- **Short problem A**: Pull out every line of the listing that contains the string "leafy".

Editor:
Do you ever wish to correct the misguided and mistaken who write you letters? I do. Every time from now on when I note you suffering more fools gently I'm going to rouugh them up. Not for their idiotic opinions, which they are welcome to, but for their ignorance of facts easily checked. Here's the first one you won't get.
Editor:
A recent letter you published declared that Social Security was not an entitlement. The writer's logic was ill and his facts were wrong, but he got to that conclusion anyhow. His premise was that Social Security is insurance. You and your employer pay for it and that is what you get back.
Not at all. First, payments are a little more involved that that. Next, you must pay in for 40 quarters (ten years) to even be eligible for pay when you retire. Your payments go into the Social Security trust fund, which has been there since 1935, and is managed by the Treasury Department. Treasury pays interest, currently 4.5%, on the money it borrows from the Trust Fund.

- **Short problem B**: For each statement, say yes or no on whether the Social Security letter supports it, and quote the words from it that decide. (i) The Social Security trust fund has existed since 1935. (ii) The trust fund is managed by the Labor Department. (iii) A worker must pay in for 40 quarters to be eligible for pay at retirement.

- **Exercise material**:
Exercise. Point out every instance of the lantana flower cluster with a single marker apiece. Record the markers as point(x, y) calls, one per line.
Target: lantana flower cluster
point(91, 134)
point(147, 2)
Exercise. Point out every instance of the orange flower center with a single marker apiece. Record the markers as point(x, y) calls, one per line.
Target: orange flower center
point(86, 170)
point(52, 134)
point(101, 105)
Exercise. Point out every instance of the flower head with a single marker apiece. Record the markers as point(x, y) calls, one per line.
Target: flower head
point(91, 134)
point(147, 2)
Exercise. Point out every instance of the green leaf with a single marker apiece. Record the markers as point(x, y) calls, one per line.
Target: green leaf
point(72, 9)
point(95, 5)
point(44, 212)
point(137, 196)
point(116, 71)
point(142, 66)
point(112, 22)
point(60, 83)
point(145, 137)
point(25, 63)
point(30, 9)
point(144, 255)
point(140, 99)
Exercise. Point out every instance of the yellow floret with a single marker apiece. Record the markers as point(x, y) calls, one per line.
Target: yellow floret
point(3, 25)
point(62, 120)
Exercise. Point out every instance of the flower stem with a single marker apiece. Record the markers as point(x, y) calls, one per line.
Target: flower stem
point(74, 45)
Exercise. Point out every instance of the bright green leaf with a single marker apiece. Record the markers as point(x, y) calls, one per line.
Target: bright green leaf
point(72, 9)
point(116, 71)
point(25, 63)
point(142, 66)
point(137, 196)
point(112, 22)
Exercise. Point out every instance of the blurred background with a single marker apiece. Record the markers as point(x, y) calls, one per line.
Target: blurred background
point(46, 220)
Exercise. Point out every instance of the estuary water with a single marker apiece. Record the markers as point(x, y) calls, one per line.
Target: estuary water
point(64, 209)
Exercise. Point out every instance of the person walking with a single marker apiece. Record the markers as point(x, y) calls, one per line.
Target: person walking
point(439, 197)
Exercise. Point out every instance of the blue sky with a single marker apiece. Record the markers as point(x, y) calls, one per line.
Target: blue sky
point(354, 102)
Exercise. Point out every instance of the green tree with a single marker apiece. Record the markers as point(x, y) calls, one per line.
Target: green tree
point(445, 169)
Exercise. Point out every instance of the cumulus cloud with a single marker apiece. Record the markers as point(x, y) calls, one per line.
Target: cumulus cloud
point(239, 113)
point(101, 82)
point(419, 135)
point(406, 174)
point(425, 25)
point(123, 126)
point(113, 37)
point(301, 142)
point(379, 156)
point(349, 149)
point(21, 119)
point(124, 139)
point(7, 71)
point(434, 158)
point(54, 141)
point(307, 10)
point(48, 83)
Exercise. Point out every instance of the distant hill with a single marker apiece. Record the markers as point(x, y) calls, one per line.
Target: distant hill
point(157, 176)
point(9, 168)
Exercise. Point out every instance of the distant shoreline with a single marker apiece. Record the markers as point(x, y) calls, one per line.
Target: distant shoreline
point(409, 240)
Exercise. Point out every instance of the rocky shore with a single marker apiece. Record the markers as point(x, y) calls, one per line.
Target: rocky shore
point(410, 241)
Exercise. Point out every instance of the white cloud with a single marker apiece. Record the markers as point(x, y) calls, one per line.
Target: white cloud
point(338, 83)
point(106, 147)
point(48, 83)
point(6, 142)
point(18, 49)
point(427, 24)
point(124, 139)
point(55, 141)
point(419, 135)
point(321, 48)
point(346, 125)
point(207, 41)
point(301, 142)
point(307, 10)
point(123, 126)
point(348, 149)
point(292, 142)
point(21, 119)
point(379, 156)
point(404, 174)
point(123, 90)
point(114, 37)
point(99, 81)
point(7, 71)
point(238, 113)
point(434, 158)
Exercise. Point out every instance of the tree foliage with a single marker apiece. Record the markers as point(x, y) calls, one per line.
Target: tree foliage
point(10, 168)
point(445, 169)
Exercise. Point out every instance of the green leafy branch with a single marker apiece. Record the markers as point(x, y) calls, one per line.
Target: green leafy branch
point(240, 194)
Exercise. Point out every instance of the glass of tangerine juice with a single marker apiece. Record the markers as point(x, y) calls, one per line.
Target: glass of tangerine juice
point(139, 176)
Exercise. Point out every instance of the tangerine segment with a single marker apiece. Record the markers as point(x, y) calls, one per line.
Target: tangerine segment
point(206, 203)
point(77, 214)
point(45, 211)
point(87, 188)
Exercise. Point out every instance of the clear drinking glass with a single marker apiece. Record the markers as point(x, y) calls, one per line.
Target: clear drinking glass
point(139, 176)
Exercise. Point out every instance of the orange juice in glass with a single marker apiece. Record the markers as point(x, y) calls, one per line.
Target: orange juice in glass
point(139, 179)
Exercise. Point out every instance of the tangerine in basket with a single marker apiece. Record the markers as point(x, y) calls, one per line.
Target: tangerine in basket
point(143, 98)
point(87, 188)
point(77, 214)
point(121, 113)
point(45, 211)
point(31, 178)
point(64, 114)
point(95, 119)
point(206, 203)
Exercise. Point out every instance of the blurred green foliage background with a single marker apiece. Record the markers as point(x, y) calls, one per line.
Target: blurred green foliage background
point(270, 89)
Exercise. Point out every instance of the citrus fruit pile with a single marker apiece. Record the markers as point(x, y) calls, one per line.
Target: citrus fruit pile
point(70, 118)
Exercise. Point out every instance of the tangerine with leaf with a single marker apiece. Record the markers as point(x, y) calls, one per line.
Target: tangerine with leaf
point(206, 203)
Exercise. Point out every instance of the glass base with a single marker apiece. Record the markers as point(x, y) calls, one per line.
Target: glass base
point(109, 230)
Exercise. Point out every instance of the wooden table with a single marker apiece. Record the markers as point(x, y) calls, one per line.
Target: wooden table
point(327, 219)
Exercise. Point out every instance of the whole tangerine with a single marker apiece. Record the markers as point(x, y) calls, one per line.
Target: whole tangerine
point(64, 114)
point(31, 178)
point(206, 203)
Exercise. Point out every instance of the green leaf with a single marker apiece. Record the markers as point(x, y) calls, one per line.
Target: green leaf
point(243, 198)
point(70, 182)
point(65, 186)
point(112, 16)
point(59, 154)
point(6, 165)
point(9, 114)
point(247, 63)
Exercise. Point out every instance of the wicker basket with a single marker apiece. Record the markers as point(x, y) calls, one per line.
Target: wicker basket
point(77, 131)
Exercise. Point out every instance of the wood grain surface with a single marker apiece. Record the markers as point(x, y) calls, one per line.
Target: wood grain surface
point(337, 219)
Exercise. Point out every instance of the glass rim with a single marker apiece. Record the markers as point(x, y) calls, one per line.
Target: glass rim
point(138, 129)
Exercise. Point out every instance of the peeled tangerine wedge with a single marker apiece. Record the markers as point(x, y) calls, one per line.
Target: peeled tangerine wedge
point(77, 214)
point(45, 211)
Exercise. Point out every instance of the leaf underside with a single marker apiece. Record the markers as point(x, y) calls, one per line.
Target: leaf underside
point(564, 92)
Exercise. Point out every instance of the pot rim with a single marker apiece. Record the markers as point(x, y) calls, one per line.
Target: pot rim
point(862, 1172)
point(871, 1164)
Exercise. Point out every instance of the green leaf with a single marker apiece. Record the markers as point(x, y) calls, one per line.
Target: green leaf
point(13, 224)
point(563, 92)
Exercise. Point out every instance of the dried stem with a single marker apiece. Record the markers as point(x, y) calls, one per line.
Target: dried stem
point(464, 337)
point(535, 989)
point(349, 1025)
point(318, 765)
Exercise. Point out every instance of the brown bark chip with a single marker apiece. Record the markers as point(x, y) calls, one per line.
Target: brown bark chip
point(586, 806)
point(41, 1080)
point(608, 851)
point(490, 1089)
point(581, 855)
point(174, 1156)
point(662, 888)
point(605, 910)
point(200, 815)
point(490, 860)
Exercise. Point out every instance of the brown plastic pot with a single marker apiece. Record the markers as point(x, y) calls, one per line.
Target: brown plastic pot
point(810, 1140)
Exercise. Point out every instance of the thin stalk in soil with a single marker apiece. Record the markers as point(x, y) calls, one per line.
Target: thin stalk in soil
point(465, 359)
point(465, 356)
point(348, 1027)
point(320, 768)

- **Final answer A**:
Exercise. Point out every instance of the green leafy branch with a single marker apiece. Record the markers as point(x, y) calls, one per line.
Target: green leafy branch

- **Final answer B**:
(i) Yes: "which has been there since 1935"
(ii) No: "is managed by the Treasury Department"
(iii) Yes: "you must pay in for 40 quarters (ten years) to even be eligible for pay when you retire"